Repeat all of the data precisely.

- Part of a data file -
● ● ● ● ●
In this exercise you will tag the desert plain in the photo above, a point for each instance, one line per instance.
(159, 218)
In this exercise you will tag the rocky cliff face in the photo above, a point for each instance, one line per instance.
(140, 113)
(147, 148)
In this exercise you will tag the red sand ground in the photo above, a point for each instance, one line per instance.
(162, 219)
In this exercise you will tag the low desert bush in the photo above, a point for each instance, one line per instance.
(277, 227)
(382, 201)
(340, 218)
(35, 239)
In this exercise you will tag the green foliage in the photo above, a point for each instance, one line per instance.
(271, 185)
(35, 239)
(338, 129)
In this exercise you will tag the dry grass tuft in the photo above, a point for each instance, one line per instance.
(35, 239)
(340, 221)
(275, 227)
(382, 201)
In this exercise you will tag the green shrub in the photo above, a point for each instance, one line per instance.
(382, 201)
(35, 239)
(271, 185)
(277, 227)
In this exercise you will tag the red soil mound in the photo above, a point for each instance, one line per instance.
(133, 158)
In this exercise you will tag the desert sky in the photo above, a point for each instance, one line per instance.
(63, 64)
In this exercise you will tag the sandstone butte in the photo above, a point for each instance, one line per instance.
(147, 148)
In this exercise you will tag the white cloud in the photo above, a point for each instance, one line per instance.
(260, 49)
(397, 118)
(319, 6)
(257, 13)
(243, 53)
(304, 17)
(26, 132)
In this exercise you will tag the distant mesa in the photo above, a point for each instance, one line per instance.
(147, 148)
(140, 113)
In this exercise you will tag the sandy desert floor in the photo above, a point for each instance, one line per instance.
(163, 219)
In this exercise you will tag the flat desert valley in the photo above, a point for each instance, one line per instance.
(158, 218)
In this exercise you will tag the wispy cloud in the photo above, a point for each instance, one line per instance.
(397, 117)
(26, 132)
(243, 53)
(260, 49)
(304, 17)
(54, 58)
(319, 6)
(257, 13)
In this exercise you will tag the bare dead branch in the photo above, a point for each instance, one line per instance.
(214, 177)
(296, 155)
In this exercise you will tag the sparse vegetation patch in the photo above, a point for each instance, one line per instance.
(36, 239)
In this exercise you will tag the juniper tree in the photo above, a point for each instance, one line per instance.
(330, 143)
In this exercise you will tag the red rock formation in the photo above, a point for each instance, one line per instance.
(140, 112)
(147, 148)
● ● ● ● ●
- ANSWER FOR THIS EXERCISE -
In this exercise you will tag the desert plain in the photo above, a point for each instance, one line per instance.
(159, 218)
In this exercise you will tag the rocky cliff face in the photo above, a point for each instance, one line per instance.
(140, 113)
(147, 148)
In this exercise you will tag the red sand ground in the photo above, a point for each instance, one line per instance.
(162, 219)
In this exercise you will tag the low desert bush in the photo above, a point for each instance, one line per instance.
(277, 227)
(382, 201)
(340, 218)
(35, 239)
In this exercise you will tag the green foliage in the photo above, a point for each instance, one line per instance.
(271, 185)
(35, 239)
(338, 129)
In this exercise you will tag the dry grass tuft in the photo above, a point for each instance, one line per instance.
(35, 239)
(340, 221)
(275, 227)
(382, 201)
In this exercise you will tag the green shrub in the photo above, a point for each instance, one line per instance.
(382, 201)
(35, 239)
(271, 185)
(277, 227)
In this exercise you will tag the red soil mound in the photo above, a point for each instance, one line per instance.
(133, 158)
In this exercise you will tag the desert sky in the photo above, a point for each instance, one line per instance.
(63, 64)
In this exercise you will tag the sandstone butte in the photo above, a point for each instance, one line per instance.
(147, 148)
In this exercise you will tag the white cloud in the photo above, a point for each instance, one line per instance.
(260, 49)
(397, 118)
(319, 6)
(257, 13)
(243, 53)
(304, 17)
(26, 132)
In this exercise you will tag the distant mesa in the photo above, a point for each instance, one line per instance.
(147, 148)
(140, 113)
In this exercise you will tag the sandy desert floor in the photo above, a point for each instance, one line per instance.
(163, 219)
In this exercise you will tag the flat desert valley in the photo above, a point for each instance, one line per instance.
(158, 218)
In this exercise you will tag the wispy cloud in the photo above, a point for each instance, one line per instance.
(397, 117)
(26, 132)
(243, 53)
(260, 49)
(304, 17)
(54, 58)
(319, 6)
(257, 13)
In this exercise you will tag the bare dead branch in the photo above, a point for each instance, one line per instance.
(214, 177)
(296, 155)
In this exercise you will tag the sparse vegetation patch in the photo above, a point for each instance, one line per instance.
(36, 239)
In this exercise you will tag the juniper tree in the photo above, a point for each instance, one line per instance.
(330, 143)
In this exercise you will tag the red rock formation in the photo above, a point for each instance, one line per instance.
(140, 112)
(147, 148)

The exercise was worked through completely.